Die Frage lautet, wie antirassistische Politik außerhalb des Rahmens aussehen kann, der bislang die konzeptuelle Voraussetzung jeglicher politischen Betätigung bildete: die Nation.

Alle Ansätze für eine »transnationale« antirassistische Politik stehen jedoch vor dem grundsätzlichen Problem, permanent die spezifischen Bedingungen verschiedener nationaler Kontexte reflektieren zu müssen. Denn dass bestimmte Phänomene die gleiche Erscheinungsform haben, heißt nicht, dass sie das gleiche bedeuten.

Ein Beispiel sind die Großdemonstrationen vom vergangenen Jahr in Österreich und Deutschland. In Österreich hatte die Opposition zu einem Aufmarsch unter dem Motto, »Keine Koalition mit dem Rassismus«, aufgerufen. Das Etikett »Antirassismus« diente als Motiv, um faktisch für den Erhalt eines rassistischen Sozialstaates zu demonstrieren. Vordergründig richtete sich diese Kundgebung gegen eine drohende rassistische Zukunft, im Grunde stand sie jedoch für den Protektionismus der Vergangenheit ein.

******

» Arbeitsanweisungen:
1. Unter welchem Motto rief die Opposition in Österreich laut dem Quellenauszug zu einem Aufmarsch auf?
2. Entnehmen Sie dem Quellenauszug wortgetreu die Passage von „Alle Ansätze für“ bis „das gleiche bedeuten.“.

Datenzeilen zum Zeigen auf Objekte:

******

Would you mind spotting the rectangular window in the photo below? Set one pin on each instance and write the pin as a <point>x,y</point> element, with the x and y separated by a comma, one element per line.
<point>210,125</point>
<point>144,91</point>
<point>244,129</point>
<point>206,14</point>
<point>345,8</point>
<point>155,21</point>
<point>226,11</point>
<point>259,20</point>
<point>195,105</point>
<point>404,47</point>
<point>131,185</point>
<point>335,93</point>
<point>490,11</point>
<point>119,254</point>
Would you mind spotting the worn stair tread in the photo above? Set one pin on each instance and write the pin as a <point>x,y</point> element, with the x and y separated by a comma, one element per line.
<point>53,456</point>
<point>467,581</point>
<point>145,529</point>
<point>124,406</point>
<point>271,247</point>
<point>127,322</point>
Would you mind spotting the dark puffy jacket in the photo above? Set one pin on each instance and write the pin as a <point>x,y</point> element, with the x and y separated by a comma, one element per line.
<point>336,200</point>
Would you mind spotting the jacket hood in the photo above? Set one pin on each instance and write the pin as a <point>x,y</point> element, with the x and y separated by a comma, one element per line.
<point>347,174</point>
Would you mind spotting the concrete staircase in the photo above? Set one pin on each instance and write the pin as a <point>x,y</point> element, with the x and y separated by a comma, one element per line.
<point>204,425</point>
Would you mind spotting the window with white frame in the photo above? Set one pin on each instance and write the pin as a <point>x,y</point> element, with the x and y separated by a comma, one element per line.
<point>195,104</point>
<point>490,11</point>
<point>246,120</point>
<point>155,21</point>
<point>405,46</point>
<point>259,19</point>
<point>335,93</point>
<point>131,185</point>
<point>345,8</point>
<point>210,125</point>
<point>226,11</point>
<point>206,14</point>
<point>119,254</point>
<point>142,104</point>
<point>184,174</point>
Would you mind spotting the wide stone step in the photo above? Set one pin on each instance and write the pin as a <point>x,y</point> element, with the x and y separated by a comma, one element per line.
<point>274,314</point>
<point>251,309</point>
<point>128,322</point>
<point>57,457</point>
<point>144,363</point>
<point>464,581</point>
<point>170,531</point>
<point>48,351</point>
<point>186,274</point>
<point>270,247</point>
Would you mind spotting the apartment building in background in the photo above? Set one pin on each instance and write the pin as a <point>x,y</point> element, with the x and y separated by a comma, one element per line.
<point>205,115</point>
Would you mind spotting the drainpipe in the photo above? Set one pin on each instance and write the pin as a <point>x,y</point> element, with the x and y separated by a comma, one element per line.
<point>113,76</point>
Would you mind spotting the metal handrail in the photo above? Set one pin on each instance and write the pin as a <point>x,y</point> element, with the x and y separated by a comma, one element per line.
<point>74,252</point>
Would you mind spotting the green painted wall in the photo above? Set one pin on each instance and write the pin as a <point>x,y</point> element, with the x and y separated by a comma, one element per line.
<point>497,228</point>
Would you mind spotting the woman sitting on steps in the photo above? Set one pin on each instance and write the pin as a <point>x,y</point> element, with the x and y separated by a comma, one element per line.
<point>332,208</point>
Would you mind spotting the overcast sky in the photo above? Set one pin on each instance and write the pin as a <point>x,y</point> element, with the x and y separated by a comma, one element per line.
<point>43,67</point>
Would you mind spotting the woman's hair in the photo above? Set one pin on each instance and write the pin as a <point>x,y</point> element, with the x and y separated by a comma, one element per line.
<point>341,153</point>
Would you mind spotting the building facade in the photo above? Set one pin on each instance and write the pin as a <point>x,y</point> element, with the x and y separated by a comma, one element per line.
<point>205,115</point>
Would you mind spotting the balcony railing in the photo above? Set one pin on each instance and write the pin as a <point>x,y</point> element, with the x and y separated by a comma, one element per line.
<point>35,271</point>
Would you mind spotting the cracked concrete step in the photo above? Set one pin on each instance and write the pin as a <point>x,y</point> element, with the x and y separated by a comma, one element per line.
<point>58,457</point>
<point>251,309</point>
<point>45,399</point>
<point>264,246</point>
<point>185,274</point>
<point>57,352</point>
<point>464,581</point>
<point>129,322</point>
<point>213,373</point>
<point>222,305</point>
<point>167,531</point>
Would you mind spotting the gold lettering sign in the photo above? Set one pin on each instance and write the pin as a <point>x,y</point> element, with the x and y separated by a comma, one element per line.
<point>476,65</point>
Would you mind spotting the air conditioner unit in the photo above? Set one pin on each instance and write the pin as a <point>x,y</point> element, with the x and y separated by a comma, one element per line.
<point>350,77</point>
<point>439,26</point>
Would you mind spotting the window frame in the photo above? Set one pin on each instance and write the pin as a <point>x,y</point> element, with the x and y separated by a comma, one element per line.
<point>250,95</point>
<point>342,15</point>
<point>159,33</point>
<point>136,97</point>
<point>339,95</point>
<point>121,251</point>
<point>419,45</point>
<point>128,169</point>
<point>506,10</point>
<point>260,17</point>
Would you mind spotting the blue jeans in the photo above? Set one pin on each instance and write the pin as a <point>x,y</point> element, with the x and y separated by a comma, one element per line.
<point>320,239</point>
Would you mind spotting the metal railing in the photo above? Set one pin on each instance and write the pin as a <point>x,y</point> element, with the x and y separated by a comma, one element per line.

******

» Musterlösungen:
1. »Keine Koalition mit dem Rassismus«

2.
Alle Ansätze für eine »transnationale« antirassistische Politik stehen jedoch vor dem grundsätzlichen Problem, permanent die spezifischen Bedingungen verschiedener nationaler Kontexte reflektieren zu müssen. Denn dass bestimmte Phänomene die gleiche Erscheinungsform haben, heißt nicht, dass sie das gleiche bedeuten.